TASK ITEM:
The records beneath should be printed exactly, and the pictures are to be left out.
——
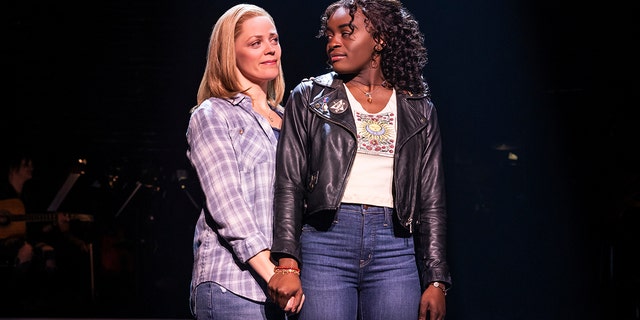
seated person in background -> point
(27, 254)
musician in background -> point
(28, 259)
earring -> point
(373, 64)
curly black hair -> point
(403, 54)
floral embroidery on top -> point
(376, 133)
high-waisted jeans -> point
(358, 268)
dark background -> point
(550, 235)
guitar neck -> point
(35, 217)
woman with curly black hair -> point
(360, 215)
——
YOUR RESPONSE:
seated person in background -> point
(27, 254)
musician in background -> point
(28, 259)
earring -> point
(373, 64)
curly black hair -> point
(403, 54)
floral embroidery on top -> point
(376, 133)
high-waisted jeans -> point
(358, 268)
dark background -> point
(550, 235)
guitar neck -> point
(35, 217)
woman with curly black hair -> point
(360, 215)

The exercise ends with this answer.